* Text block *
==========
I’d be lying if I said there wasn’t a part of me last night, and today, and for the last six months that wasn’t wistful. That didn’t 100% mean things I shout maybe too loudly to people I hardly know, like “I’m so glad I didn’t get pregnant.” And that’s not just cause I want to have a baby, which I do, but not at all costs. There are plenty of people I’ve slept with who I’m glad I did not procreate with, and he would’ve been wrong in too many ways to count, so I should be grateful, and I am…except when I’m not.

What I’ve tried, and clearly not totally succeeded at, is figuring out how I can go down a different path than the one I feel somehow drawn to, especially when the chips are down. The one of various family members, the one of his, the one that finds the easy, emotionally numbing solution to things rather than the harder, more challenging, but ultimately more rewarding path. Sometimes I have to ask myself what kind of mom I want to be someday, what I want to role model for my kids. I have to almost pull myself away from the dark side because I know it wants too much, it’s an all or nothing proposition and I can’t afford to go there.

So look homeward baby
Keep your eyes on the sky
They will never forgive you
So don't ask them to try
This is your party, I know
it's not your ideal
May we all find salvation
In professions that heal
-- shawn colvin, “cry like an angel”
==========
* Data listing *
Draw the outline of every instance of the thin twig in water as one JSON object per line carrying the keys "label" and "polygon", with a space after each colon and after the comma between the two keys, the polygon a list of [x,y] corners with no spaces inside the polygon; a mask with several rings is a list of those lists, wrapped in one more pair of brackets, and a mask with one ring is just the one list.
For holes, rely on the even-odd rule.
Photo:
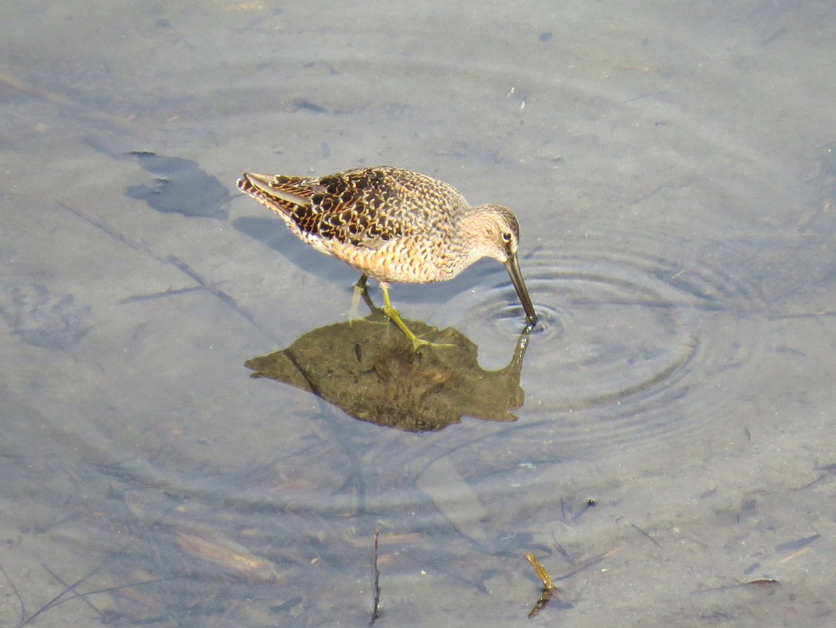
{"label": "thin twig in water", "polygon": [[[49,575],[51,575],[53,578],[54,578],[56,580],[58,580],[58,582],[59,582],[59,585],[62,585],[63,586],[66,587],[66,589],[64,589],[64,591],[65,594],[66,593],[69,593],[70,591],[72,591],[73,593],[78,593],[78,591],[75,590],[75,585],[68,585],[61,576],[59,576],[58,574],[56,574],[54,571],[53,571],[51,569],[49,569],[47,566],[46,563],[41,563],[41,566],[47,570],[47,572],[49,574]],[[91,609],[93,609],[95,611],[95,613],[99,617],[101,617],[103,615],[102,611],[99,610],[99,609],[97,609],[95,606],[93,605],[93,602],[91,602],[86,597],[83,597],[82,600],[84,600],[84,604],[86,604],[88,606],[89,606]]]}
{"label": "thin twig in water", "polygon": [[23,598],[20,595],[20,591],[18,590],[18,587],[14,585],[14,582],[9,578],[8,574],[6,573],[6,570],[3,568],[3,565],[0,565],[0,571],[3,575],[6,576],[6,580],[8,580],[9,586],[12,587],[12,590],[14,591],[14,595],[18,596],[18,601],[20,602],[20,624],[23,625],[23,620],[26,619],[26,604],[23,603]]}
{"label": "thin twig in water", "polygon": [[380,570],[377,567],[378,539],[380,536],[380,526],[375,528],[375,605],[371,609],[371,619],[369,625],[374,625],[380,616]]}

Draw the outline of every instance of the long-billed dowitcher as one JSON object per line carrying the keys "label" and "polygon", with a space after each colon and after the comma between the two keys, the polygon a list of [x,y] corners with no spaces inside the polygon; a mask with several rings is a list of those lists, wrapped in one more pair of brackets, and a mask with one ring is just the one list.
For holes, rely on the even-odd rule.
{"label": "long-billed dowitcher", "polygon": [[482,257],[508,271],[531,325],[537,314],[522,281],[519,223],[500,205],[471,207],[452,186],[417,172],[377,166],[323,177],[244,173],[238,188],[275,211],[317,251],[377,280],[383,311],[417,349],[431,344],[412,333],[389,298],[391,281],[452,279]]}

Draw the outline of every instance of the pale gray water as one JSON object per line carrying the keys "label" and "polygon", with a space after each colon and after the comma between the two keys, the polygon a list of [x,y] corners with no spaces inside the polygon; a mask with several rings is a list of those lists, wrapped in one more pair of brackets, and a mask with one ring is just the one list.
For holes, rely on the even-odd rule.
{"label": "pale gray water", "polygon": [[[833,3],[0,13],[0,626],[365,625],[375,525],[380,626],[833,623]],[[517,211],[518,421],[248,377],[356,276],[236,178],[377,164]],[[392,296],[511,359],[500,265]]]}

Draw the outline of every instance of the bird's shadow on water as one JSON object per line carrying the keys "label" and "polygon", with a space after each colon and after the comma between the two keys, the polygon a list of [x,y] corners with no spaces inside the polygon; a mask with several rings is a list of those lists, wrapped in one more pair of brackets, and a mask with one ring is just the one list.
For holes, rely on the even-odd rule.
{"label": "bird's shadow on water", "polygon": [[507,366],[486,371],[478,347],[457,329],[405,322],[437,343],[416,351],[363,296],[372,308],[367,318],[314,329],[285,349],[248,360],[252,377],[307,390],[361,421],[405,432],[441,430],[463,416],[517,420],[511,411],[525,398],[520,373],[528,328]]}

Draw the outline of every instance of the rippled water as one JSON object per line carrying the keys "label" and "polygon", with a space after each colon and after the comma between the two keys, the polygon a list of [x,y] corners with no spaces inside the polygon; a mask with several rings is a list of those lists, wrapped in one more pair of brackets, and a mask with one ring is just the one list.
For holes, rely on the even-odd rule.
{"label": "rippled water", "polygon": [[[0,626],[365,625],[375,528],[376,625],[827,625],[833,7],[4,13]],[[250,378],[356,275],[235,180],[376,164],[517,212],[517,420]],[[495,261],[391,292],[514,359]]]}

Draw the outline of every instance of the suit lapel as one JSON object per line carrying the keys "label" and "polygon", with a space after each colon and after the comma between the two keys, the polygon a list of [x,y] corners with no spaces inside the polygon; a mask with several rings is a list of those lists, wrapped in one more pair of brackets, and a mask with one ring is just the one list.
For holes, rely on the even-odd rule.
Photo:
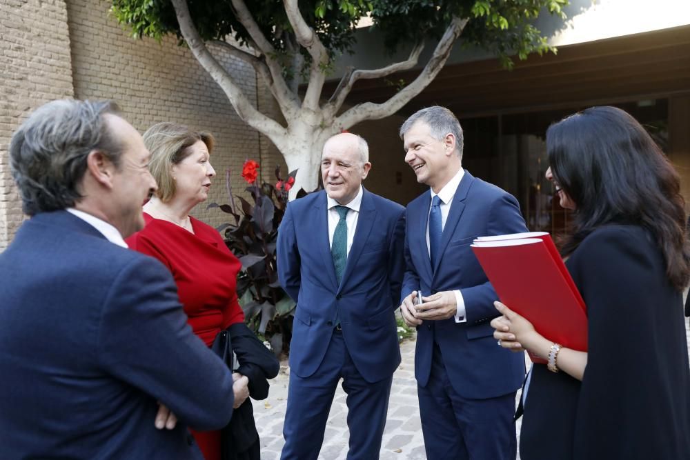
{"label": "suit lapel", "polygon": [[[429,209],[431,207],[431,190],[424,194],[424,199],[421,200],[419,206],[415,211],[418,213],[416,216],[411,216],[416,221],[417,231],[420,237],[415,238],[415,244],[417,245],[417,250],[419,254],[422,254],[424,261],[422,265],[427,272],[427,279],[431,279],[431,259],[429,257],[429,250],[426,246],[426,226],[428,224]],[[408,239],[411,241],[412,239]]]}
{"label": "suit lapel", "polygon": [[314,207],[316,210],[316,222],[314,229],[316,234],[316,246],[321,252],[321,259],[326,267],[326,275],[334,286],[333,290],[337,289],[338,281],[335,277],[335,267],[333,266],[333,256],[331,253],[331,243],[328,239],[328,209],[326,200],[326,192],[321,192],[321,196],[316,201]]}
{"label": "suit lapel", "polygon": [[362,203],[359,205],[359,215],[357,218],[357,227],[355,228],[355,237],[353,239],[352,247],[347,257],[347,263],[343,272],[343,283],[340,289],[347,282],[352,275],[352,272],[357,266],[357,262],[362,254],[362,251],[366,246],[366,240],[369,237],[371,228],[374,225],[376,217],[376,206],[371,194],[363,188]]}
{"label": "suit lapel", "polygon": [[453,196],[451,210],[448,213],[448,217],[446,219],[446,225],[443,227],[443,233],[441,234],[441,247],[440,248],[440,257],[436,259],[436,266],[433,268],[434,273],[438,270],[438,266],[441,263],[443,254],[446,252],[446,247],[448,246],[448,241],[451,241],[453,234],[455,233],[455,228],[457,227],[457,223],[460,220],[462,212],[465,210],[464,201],[467,197],[467,192],[470,190],[470,186],[473,181],[474,177],[465,170],[464,175],[462,176],[462,180],[457,185],[457,190],[455,190],[455,194]]}

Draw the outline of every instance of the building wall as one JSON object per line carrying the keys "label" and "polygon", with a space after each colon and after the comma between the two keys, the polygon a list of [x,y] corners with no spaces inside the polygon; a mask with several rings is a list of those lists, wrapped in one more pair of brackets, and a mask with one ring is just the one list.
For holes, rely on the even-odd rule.
{"label": "building wall", "polygon": [[64,1],[0,1],[0,75],[2,250],[24,219],[8,164],[12,133],[34,108],[74,94]]}
{"label": "building wall", "polygon": [[[192,214],[214,226],[226,221],[209,203],[228,202],[226,171],[230,170],[235,192],[246,184],[240,176],[247,158],[259,157],[258,132],[237,116],[228,97],[185,46],[168,37],[132,39],[108,13],[104,0],[68,0],[68,12],[75,97],[110,99],[141,132],[160,121],[173,121],[210,131],[216,139],[211,163],[216,170],[208,200]],[[253,69],[216,47],[214,55],[247,94],[257,102]]]}
{"label": "building wall", "polygon": [[370,192],[406,206],[428,188],[417,183],[414,172],[405,163],[403,142],[398,136],[406,117],[392,115],[360,123],[349,130],[369,145],[371,170],[364,181]]}

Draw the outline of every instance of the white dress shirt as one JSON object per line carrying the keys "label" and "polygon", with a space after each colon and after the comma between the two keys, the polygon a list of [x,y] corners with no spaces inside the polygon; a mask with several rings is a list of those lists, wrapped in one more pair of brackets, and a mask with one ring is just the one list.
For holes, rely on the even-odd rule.
{"label": "white dress shirt", "polygon": [[74,208],[68,208],[66,210],[68,212],[77,216],[86,223],[97,230],[110,243],[113,243],[117,244],[118,246],[121,246],[123,248],[129,248],[129,246],[127,246],[127,243],[125,243],[125,240],[122,239],[122,235],[120,234],[119,231],[117,231],[117,229],[106,221],[101,220],[98,217],[95,217],[90,214],[87,214],[83,211],[80,211],[78,209],[75,209]]}
{"label": "white dress shirt", "polygon": [[335,206],[346,206],[350,208],[347,216],[345,217],[345,223],[347,223],[347,255],[350,255],[350,248],[352,247],[352,241],[355,238],[355,229],[357,228],[357,219],[359,217],[359,206],[362,205],[362,195],[363,194],[362,186],[359,186],[359,191],[357,195],[352,199],[352,201],[347,204],[340,204],[331,197],[326,195],[328,207],[328,247],[333,247],[333,233],[335,232],[335,226],[340,220],[340,214],[335,210]]}
{"label": "white dress shirt", "polygon": [[[438,194],[434,193],[433,190],[430,190],[431,192],[431,199],[438,194],[438,197],[441,199],[441,203],[439,205],[439,208],[441,208],[441,228],[445,228],[446,227],[446,220],[448,219],[448,213],[451,211],[451,205],[453,204],[453,197],[455,195],[455,190],[457,190],[457,186],[460,185],[460,181],[462,180],[462,176],[465,174],[465,170],[460,168],[460,170],[457,172],[455,176],[453,177],[448,183],[442,188]],[[431,212],[431,206],[429,205],[429,212]],[[426,250],[429,251],[429,224],[428,219],[426,220]],[[429,258],[431,259],[431,251],[429,251]],[[453,291],[455,294],[455,303],[457,304],[457,310],[455,310],[455,322],[456,323],[464,323],[467,321],[465,317],[465,301],[462,298],[462,293],[460,292],[459,289]]]}

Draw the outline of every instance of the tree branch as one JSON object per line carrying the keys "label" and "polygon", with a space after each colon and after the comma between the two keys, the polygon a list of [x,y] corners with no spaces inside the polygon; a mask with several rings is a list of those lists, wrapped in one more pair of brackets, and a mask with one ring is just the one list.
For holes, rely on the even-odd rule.
{"label": "tree branch", "polygon": [[255,108],[237,82],[216,60],[206,48],[199,32],[192,22],[185,0],[172,0],[177,22],[185,41],[199,63],[208,72],[211,78],[223,89],[237,114],[252,128],[269,137],[284,136],[287,130],[274,120],[261,113]]}
{"label": "tree branch", "polygon": [[420,54],[424,48],[424,41],[420,41],[412,48],[410,56],[406,61],[397,62],[379,69],[374,70],[355,70],[353,68],[350,68],[340,79],[338,87],[335,88],[333,95],[331,97],[324,109],[328,111],[331,116],[335,117],[335,114],[340,110],[340,108],[342,107],[343,103],[345,101],[345,98],[350,94],[350,91],[352,90],[352,87],[355,81],[357,80],[382,78],[396,72],[411,69],[417,65],[417,63],[420,60]]}
{"label": "tree branch", "polygon": [[261,28],[254,20],[254,17],[247,8],[244,1],[243,0],[232,0],[232,5],[237,21],[244,26],[251,37],[253,48],[260,55],[263,56],[266,66],[270,72],[270,79],[266,78],[262,74],[264,81],[270,90],[273,97],[278,102],[278,106],[285,116],[285,119],[291,119],[297,111],[299,110],[299,98],[297,97],[297,91],[293,91],[285,81],[283,77],[283,68],[275,58],[277,55],[275,48],[261,31]]}
{"label": "tree branch", "polygon": [[347,129],[364,120],[376,120],[388,117],[402,108],[413,97],[422,92],[443,68],[451,54],[453,44],[462,33],[467,21],[466,19],[453,17],[436,46],[433,55],[426,63],[422,73],[412,83],[382,103],[366,102],[357,104],[335,119],[334,126],[339,130]]}
{"label": "tree branch", "polygon": [[302,17],[297,6],[297,0],[283,0],[283,3],[285,6],[285,12],[288,15],[288,21],[295,31],[295,37],[297,43],[306,48],[311,56],[309,84],[307,86],[306,94],[302,101],[302,108],[316,112],[319,110],[321,92],[326,81],[323,67],[328,63],[328,53],[313,29],[309,27]]}

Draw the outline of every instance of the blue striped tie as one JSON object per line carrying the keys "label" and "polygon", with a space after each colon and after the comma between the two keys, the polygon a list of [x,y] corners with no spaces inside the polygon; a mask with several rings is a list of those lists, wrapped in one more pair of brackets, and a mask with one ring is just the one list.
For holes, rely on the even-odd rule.
{"label": "blue striped tie", "polygon": [[438,260],[442,232],[441,199],[436,195],[431,199],[431,212],[429,212],[429,256],[431,257],[432,268],[436,266],[436,261]]}
{"label": "blue striped tie", "polygon": [[333,243],[331,246],[331,254],[333,256],[333,266],[335,267],[335,277],[338,280],[338,286],[343,278],[345,271],[345,263],[347,262],[347,222],[345,217],[350,208],[347,206],[335,206],[335,210],[340,216],[340,220],[335,226],[333,232]]}

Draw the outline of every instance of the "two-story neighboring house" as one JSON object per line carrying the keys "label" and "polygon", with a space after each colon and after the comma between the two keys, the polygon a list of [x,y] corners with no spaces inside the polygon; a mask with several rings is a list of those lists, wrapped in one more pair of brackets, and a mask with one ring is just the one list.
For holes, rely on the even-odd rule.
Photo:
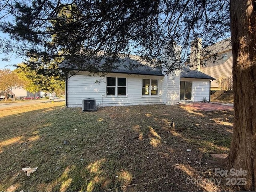
{"label": "two-story neighboring house", "polygon": [[[198,42],[199,44],[201,43]],[[199,49],[201,47],[201,45],[198,45]],[[195,50],[192,46],[190,62],[194,65],[192,69],[197,69],[216,79],[211,82],[211,90],[233,89],[230,38],[214,43],[206,50],[210,53],[204,57],[204,51],[205,50]],[[198,59],[197,60],[195,58]]]}

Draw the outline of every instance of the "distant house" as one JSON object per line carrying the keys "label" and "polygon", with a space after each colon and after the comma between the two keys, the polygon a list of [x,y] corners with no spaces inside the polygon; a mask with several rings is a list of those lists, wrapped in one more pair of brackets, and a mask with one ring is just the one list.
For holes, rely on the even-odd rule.
{"label": "distant house", "polygon": [[126,67],[136,62],[127,58],[117,69],[103,77],[78,71],[70,64],[61,64],[60,68],[72,70],[66,79],[66,105],[81,107],[83,99],[89,98],[95,99],[96,104],[102,106],[172,104],[209,100],[213,77],[186,68],[167,75],[146,64],[134,70]]}
{"label": "distant house", "polygon": [[[232,89],[232,56],[231,38],[228,38],[217,42],[209,46],[206,49],[212,55],[216,54],[216,58],[204,58],[200,55],[200,52],[191,51],[192,53],[194,52],[194,54],[192,53],[190,55],[190,57],[194,60],[192,62],[190,59],[190,62],[196,66],[193,68],[197,68],[198,70],[216,79],[211,82],[211,90]],[[196,57],[199,58],[200,61],[200,63],[196,63],[195,65],[194,58]]]}

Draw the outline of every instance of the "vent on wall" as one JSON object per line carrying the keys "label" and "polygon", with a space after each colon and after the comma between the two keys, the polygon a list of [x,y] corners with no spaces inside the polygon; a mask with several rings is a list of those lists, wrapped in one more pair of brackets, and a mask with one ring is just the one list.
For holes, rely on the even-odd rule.
{"label": "vent on wall", "polygon": [[96,111],[96,101],[95,99],[88,98],[83,99],[82,104],[82,112]]}

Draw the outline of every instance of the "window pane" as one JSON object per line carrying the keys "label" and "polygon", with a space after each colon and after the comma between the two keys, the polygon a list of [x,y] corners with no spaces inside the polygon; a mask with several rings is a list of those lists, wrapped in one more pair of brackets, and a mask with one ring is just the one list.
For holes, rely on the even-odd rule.
{"label": "window pane", "polygon": [[151,80],[151,86],[152,87],[154,86],[157,86],[157,80],[152,79]]}
{"label": "window pane", "polygon": [[151,95],[157,95],[157,88],[153,87],[151,89]]}
{"label": "window pane", "polygon": [[116,86],[116,78],[107,77],[107,86]]}
{"label": "window pane", "polygon": [[149,86],[149,79],[142,79],[142,87]]}
{"label": "window pane", "polygon": [[185,82],[180,82],[180,100],[185,100]]}
{"label": "window pane", "polygon": [[126,86],[126,78],[118,78],[117,86],[121,87],[125,87]]}
{"label": "window pane", "polygon": [[126,95],[126,87],[118,87],[117,95]]}
{"label": "window pane", "polygon": [[107,87],[107,95],[116,95],[116,87]]}
{"label": "window pane", "polygon": [[142,87],[142,95],[149,95],[149,86]]}
{"label": "window pane", "polygon": [[151,95],[157,95],[157,80],[151,80]]}
{"label": "window pane", "polygon": [[192,82],[186,81],[185,84],[185,100],[191,100],[191,90],[192,89]]}

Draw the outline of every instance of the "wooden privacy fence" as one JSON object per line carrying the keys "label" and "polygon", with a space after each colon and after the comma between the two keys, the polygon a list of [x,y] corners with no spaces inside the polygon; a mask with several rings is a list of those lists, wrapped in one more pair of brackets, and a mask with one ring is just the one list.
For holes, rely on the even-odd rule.
{"label": "wooden privacy fence", "polygon": [[233,90],[233,78],[232,76],[219,77],[219,89],[220,90]]}

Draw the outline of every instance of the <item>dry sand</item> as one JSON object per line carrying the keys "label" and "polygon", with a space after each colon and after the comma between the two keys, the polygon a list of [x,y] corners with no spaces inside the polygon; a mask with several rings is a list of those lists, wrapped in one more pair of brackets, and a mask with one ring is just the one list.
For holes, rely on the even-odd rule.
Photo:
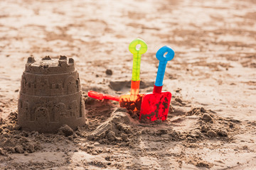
==========
* Stated exercise 1 *
How would you translate this sentence from the personal essay into Spanish: "Sometimes I have to ask myself what kind of mom I want to be someday, what I want to role model for my kids."
* Stated exercise 2 *
In the personal essay, for how long does the writer say a part of them has been wistful?

* Task solution 1 *
A veces tengo que preguntarme qué tipo de mamá quiero ser algún día, qué ejemplo quiero darles a mis hijos.

* Task solution 2 *
For the last six months.